_About this task_:
Please take the lines from the one holding "Phrase -- utility pole" through the one holding "Phrase -- terraced field" in the data below and copy them exactly.

********************

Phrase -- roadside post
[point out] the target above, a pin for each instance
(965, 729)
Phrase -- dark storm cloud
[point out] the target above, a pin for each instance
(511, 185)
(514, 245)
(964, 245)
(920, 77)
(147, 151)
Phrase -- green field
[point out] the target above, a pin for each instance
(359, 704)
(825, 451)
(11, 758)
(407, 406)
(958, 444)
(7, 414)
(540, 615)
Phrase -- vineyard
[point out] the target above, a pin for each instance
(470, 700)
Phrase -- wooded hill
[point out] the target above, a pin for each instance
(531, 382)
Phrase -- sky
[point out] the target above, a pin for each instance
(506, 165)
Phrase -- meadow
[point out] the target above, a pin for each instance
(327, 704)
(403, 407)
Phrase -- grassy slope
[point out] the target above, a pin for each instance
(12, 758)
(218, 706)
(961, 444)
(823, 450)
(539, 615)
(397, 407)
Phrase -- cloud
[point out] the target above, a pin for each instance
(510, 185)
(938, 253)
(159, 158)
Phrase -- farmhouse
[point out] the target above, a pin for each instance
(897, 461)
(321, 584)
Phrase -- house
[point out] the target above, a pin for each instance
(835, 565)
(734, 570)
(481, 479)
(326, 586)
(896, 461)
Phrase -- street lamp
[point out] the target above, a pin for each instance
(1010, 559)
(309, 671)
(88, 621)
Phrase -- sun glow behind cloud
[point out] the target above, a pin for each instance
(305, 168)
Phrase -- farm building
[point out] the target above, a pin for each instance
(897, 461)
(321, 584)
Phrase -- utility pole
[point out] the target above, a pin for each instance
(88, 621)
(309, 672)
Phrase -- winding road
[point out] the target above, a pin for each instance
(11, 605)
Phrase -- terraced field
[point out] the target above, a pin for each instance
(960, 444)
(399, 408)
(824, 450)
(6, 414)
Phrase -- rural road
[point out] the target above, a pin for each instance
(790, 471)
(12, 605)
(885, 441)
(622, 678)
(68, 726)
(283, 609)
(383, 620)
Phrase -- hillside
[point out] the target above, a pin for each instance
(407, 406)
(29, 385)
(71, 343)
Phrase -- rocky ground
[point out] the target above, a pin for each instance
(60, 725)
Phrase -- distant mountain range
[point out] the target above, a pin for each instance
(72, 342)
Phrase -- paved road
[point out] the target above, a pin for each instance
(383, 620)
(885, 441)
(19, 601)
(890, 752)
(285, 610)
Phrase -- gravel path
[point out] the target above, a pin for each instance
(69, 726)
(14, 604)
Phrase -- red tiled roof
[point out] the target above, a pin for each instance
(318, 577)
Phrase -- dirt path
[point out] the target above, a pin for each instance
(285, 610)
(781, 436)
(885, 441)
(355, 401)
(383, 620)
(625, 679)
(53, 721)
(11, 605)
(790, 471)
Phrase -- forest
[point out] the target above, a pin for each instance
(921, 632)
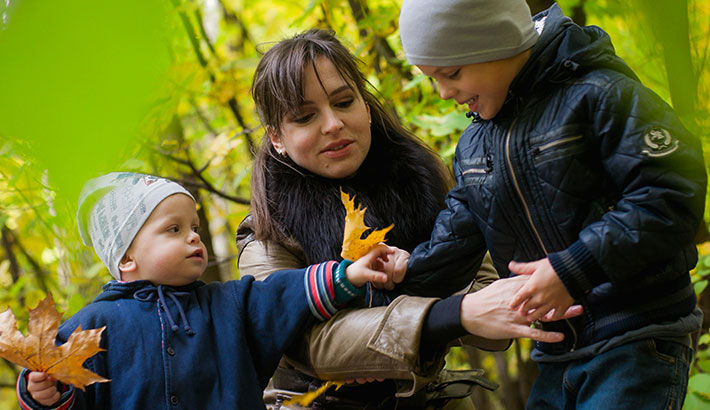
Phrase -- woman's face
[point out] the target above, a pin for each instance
(330, 133)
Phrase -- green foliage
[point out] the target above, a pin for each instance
(163, 87)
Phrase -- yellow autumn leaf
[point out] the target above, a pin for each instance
(38, 352)
(354, 246)
(306, 399)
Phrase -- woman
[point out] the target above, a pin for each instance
(325, 131)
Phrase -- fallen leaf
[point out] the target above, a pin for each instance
(354, 246)
(38, 351)
(306, 399)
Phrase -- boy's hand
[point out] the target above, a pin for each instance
(370, 268)
(544, 295)
(42, 388)
(395, 266)
(487, 313)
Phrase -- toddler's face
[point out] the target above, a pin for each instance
(483, 87)
(168, 249)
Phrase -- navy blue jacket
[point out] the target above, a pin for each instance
(583, 165)
(224, 347)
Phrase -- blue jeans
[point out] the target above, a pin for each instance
(645, 374)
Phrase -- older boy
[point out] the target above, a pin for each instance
(574, 167)
(172, 341)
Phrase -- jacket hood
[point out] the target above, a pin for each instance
(115, 290)
(564, 50)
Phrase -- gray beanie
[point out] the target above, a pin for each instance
(114, 207)
(447, 33)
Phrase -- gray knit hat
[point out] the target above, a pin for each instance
(447, 33)
(114, 207)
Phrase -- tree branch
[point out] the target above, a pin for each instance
(195, 42)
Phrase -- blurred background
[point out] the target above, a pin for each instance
(162, 87)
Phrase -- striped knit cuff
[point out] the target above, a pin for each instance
(577, 269)
(320, 290)
(66, 400)
(344, 290)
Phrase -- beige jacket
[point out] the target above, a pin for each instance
(380, 342)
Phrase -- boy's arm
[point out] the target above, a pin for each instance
(657, 167)
(449, 261)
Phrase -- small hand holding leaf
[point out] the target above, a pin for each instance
(38, 351)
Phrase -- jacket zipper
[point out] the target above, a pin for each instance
(551, 144)
(525, 204)
(517, 186)
(474, 171)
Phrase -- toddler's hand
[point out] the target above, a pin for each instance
(544, 295)
(370, 268)
(395, 266)
(42, 388)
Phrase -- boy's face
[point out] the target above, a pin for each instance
(167, 250)
(481, 86)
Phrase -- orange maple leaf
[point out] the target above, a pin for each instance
(354, 246)
(38, 351)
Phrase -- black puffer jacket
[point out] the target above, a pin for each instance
(586, 166)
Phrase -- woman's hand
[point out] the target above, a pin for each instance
(544, 294)
(395, 266)
(42, 388)
(370, 268)
(487, 313)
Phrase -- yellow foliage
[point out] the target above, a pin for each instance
(306, 399)
(354, 246)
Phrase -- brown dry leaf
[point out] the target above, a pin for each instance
(353, 245)
(38, 351)
(306, 399)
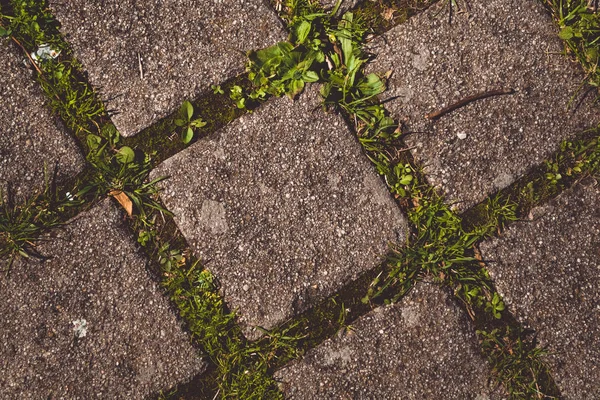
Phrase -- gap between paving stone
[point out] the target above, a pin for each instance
(420, 347)
(183, 47)
(31, 138)
(547, 271)
(498, 44)
(283, 207)
(133, 347)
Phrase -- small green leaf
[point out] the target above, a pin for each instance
(125, 155)
(198, 123)
(189, 109)
(4, 32)
(93, 141)
(302, 31)
(187, 135)
(566, 33)
(310, 76)
(406, 179)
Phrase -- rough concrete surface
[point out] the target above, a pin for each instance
(133, 346)
(31, 138)
(548, 271)
(420, 348)
(498, 44)
(184, 46)
(283, 207)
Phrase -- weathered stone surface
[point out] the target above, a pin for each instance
(497, 44)
(283, 206)
(421, 348)
(548, 271)
(184, 47)
(31, 138)
(134, 345)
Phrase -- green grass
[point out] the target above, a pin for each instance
(580, 29)
(22, 221)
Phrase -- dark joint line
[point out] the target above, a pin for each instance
(498, 92)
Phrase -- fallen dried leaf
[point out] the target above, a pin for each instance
(123, 200)
(388, 14)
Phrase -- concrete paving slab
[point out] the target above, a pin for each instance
(548, 271)
(129, 346)
(423, 347)
(499, 44)
(31, 138)
(183, 48)
(283, 207)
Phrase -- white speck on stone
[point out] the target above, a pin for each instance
(80, 328)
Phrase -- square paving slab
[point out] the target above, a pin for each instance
(499, 44)
(31, 138)
(283, 206)
(420, 348)
(548, 271)
(183, 47)
(88, 322)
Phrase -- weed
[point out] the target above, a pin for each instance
(123, 174)
(186, 123)
(32, 26)
(21, 225)
(517, 363)
(580, 29)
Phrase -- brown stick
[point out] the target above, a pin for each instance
(498, 92)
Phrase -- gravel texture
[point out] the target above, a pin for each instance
(283, 206)
(498, 44)
(420, 348)
(184, 47)
(31, 138)
(548, 271)
(133, 347)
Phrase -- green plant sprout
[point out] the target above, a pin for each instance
(186, 123)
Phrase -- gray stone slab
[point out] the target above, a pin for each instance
(497, 44)
(30, 136)
(548, 271)
(134, 346)
(423, 347)
(184, 47)
(283, 206)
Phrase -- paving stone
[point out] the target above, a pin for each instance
(548, 271)
(134, 346)
(423, 347)
(31, 138)
(184, 47)
(498, 44)
(283, 206)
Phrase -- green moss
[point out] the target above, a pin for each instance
(382, 15)
(163, 138)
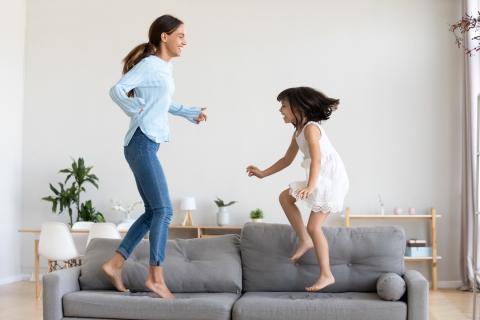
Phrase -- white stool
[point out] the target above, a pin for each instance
(56, 244)
(82, 226)
(103, 230)
(124, 226)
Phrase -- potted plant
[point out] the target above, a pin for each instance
(64, 197)
(223, 216)
(256, 215)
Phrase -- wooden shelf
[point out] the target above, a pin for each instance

********************

_Answer for this exercise_:
Phrase -- utility pole
[point out] the target above, a pin for each instance
(88, 621)
(309, 672)
Phrase -- winding road
[point out] the target above, a pin for each instance
(11, 605)
Phrase -- terraced field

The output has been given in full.